(Records excerpted from a collection)
___

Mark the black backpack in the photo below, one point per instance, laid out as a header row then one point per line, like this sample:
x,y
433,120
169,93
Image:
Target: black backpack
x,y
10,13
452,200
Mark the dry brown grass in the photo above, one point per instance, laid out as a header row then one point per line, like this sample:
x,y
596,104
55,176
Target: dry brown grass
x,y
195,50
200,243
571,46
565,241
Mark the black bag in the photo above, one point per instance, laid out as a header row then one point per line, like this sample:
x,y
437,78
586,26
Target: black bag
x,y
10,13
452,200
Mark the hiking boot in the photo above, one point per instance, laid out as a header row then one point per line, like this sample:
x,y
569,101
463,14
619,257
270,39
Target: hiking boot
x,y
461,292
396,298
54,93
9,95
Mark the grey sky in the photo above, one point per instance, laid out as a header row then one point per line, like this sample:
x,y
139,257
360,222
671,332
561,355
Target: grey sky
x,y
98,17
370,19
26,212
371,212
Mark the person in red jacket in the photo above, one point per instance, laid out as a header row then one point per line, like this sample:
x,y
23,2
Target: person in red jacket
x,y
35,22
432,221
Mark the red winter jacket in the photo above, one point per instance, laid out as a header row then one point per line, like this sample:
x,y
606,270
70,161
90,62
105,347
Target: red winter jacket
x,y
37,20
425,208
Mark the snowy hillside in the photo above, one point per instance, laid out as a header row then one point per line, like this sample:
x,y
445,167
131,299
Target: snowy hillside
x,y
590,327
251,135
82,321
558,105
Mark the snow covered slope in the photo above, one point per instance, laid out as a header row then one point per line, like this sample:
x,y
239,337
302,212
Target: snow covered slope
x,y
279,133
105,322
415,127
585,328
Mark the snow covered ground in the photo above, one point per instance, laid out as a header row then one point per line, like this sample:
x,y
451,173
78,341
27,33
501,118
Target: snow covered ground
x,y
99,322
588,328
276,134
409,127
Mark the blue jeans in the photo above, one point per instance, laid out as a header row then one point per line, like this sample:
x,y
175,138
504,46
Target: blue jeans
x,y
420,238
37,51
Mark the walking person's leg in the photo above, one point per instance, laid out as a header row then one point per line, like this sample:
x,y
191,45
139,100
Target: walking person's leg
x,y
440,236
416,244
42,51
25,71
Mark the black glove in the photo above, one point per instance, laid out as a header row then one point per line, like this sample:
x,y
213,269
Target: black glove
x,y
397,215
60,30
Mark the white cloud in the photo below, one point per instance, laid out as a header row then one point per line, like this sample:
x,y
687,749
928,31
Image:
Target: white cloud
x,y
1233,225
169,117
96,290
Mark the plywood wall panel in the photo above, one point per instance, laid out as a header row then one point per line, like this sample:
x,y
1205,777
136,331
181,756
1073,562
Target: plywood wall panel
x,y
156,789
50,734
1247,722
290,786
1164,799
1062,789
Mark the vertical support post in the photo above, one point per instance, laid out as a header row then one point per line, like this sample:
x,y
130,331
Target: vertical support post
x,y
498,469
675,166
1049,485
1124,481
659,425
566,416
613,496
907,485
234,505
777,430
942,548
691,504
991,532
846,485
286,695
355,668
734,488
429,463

___

*What the exercise asks*
Each line of the material should be echoed exactly.

*Exercise response*
Mark the black backpack in the photo below, one point per instance, laid out as a header row then one point per line, like this sample:
x,y
433,120
169,93
Image:
Target: black backpack
x,y
10,13
452,200
Mark the dry brown grass in the photo above, one point per instance, laid out as a header row then one point per line, like this sample:
x,y
596,104
55,176
Target: dry brown grass
x,y
195,50
200,243
571,46
565,241
Mark the black bag in the photo above, one point per instance, laid out as a header row then one point per line, like this sample:
x,y
437,78
586,26
Target: black bag
x,y
10,13
452,200
Mark the hiking boot in the photo above, one point per instance, laid out as a header row then one point per line, like this sample:
x,y
569,101
463,14
619,257
270,39
Target: hiking boot
x,y
461,292
396,298
54,93
9,95
Mark the grey sky in the photo above, one point per instance, laid out as a header row then one point per line, like this sample:
x,y
139,257
360,222
671,332
561,355
Target: grey sky
x,y
98,17
370,19
26,212
371,212
Mark the person in red jacket in the photo above, one point per instance, laid out as a header row then one point per line, like this sample:
x,y
23,2
Target: person in red jacket
x,y
35,22
432,221
Mark the red winter jacket in the photo above, one point per instance, laid out as a header row then one point per line, like this sample:
x,y
606,270
70,161
90,62
105,347
Target: red winter jacket
x,y
37,20
425,208
Mark the snowy hillside in the photo above, one point per instance, laid out as a header row then one point per line, like this sample:
x,y
445,167
131,299
Target: snowy hillside
x,y
590,327
251,135
82,321
558,105
Mark the snow covered slope in the photo above, one point per instance, laid out as a header row then one point per line, like this sample:
x,y
239,337
302,212
Target: snow covered slope
x,y
279,133
105,322
415,127
585,328
Mark the snow covered ground in the photo above, one point per instance, laid out as a header row then one point per line, like this sample:
x,y
451,173
78,341
27,33
501,118
Target: snow covered ground
x,y
99,322
588,328
276,134
409,127
Mark the blue jeans in the photo above, one point per instance, laid out as a header row then one point per line, like this sample:
x,y
175,138
504,46
Target: blue jeans
x,y
420,238
37,51
Mark the walking person's leg in the photo above, one point per instance, laid out as a header row then one point per line, like this sample:
x,y
191,45
139,100
Target: walking person's leg
x,y
440,236
416,244
42,51
25,71
Mark the black glove in the photo above, one point per instance, laid out as a header row then one point per line, like this sample:
x,y
213,269
Target: black glove
x,y
397,215
60,30
Mark the white cloud in the photo below, one point per instance, laid out as a header row then one point per line, like this sample:
x,y
687,749
928,31
Image:
Target: white cloud
x,y
1233,225
169,117
96,290
Mark the plywood wall panel in the photo above, one point per instance, laid out as a header row then one point per line, like this sample:
x,y
1205,777
136,331
181,756
1073,562
Target: plywood wall panel
x,y
156,789
50,734
1247,722
290,786
1164,799
1062,789
Mark the vertical support post in the photo above, one point per instance, laid out as a header row then one point per line, like this sample:
x,y
130,331
Target: vertical support post
x,y
498,469
675,166
1049,485
1124,481
659,425
566,416
613,496
907,485
234,505
777,430
942,548
691,504
991,532
846,485
286,695
355,668
734,488
429,463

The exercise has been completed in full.